-- Instruction --
Print the listing in its entirety and exactly, leaving out images.

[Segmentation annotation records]
┌──
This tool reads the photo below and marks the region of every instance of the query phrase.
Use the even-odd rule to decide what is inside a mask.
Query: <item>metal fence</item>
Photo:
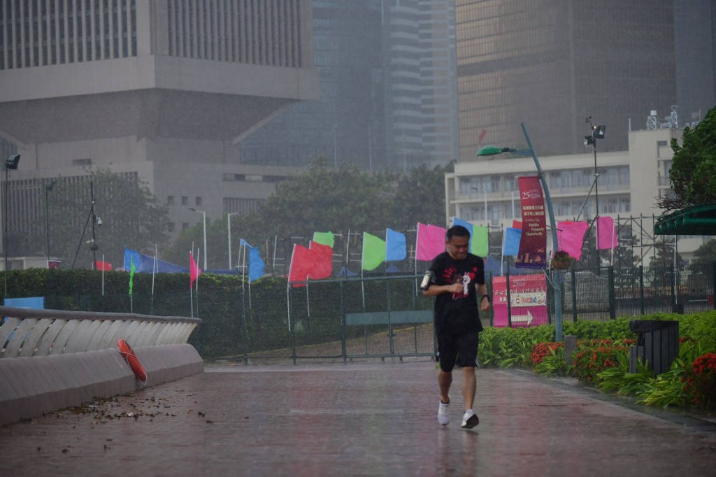
[[[544,271],[538,271],[544,274]],[[714,309],[714,266],[639,267],[553,271],[546,276],[548,322],[554,286],[562,287],[563,322],[608,320],[659,312]],[[422,276],[354,277],[288,286],[261,280],[249,289],[200,292],[194,317],[202,323],[189,343],[207,360],[236,362],[395,359],[434,355],[431,298]],[[492,277],[488,276],[488,288]],[[47,297],[55,309],[188,316],[188,293]],[[481,314],[485,326],[493,315]]]

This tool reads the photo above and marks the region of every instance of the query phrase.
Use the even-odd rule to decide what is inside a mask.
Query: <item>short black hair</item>
[[[445,239],[449,242],[453,237],[469,237],[470,231],[463,226],[453,226],[448,229],[445,233]]]

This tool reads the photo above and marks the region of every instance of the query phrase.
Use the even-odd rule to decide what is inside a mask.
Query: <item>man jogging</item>
[[[440,403],[437,420],[442,425],[450,423],[450,390],[453,368],[463,369],[463,398],[465,414],[462,427],[474,428],[479,423],[473,412],[475,400],[475,366],[478,357],[478,334],[483,330],[478,313],[490,310],[490,297],[485,284],[483,259],[468,252],[470,232],[462,226],[448,229],[447,251],[432,260],[431,283],[423,286],[422,294],[435,297],[435,324],[437,338],[437,375]],[[479,297],[479,299],[478,298]]]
└──
-- Reply to the task --
This tool reads the photo below and marks the region of every instance of the query phrase.
Use the even-odd rule to decide what is inside a mask.
Query: <item>metal fence</item>
Photo:
[[[544,271],[538,271],[544,274]],[[714,309],[714,266],[639,267],[553,271],[546,276],[548,322],[554,286],[562,287],[563,322],[608,320],[659,312]],[[422,276],[354,277],[288,286],[261,280],[249,289],[200,292],[194,317],[202,323],[189,343],[207,360],[236,362],[395,359],[434,355],[431,298]],[[492,277],[488,276],[488,288]],[[47,297],[55,309],[188,316],[188,293]],[[481,314],[485,326],[493,315]]]

This tool reads the photo above and marks the region of every instance of the query phrase.
Use the even-odd rule to decide what is inside a mask.
Query: <item>short black hair</item>
[[[445,239],[449,242],[453,237],[469,237],[470,231],[463,226],[453,226],[448,229],[445,233]]]

This tool reads the photo above and marks the region of every instance of the query phrase.
Use the even-odd rule to decide what is inside a mask.
Query: <item>man jogging</item>
[[[440,403],[437,420],[442,425],[450,423],[450,390],[453,368],[463,369],[463,398],[465,414],[462,427],[474,428],[479,423],[473,412],[475,400],[475,366],[478,357],[478,334],[483,330],[478,313],[490,310],[490,297],[485,284],[483,259],[468,252],[470,232],[462,226],[448,229],[447,251],[432,260],[431,283],[423,286],[422,294],[435,297],[435,324],[437,338],[437,375]],[[479,297],[479,299],[478,298]]]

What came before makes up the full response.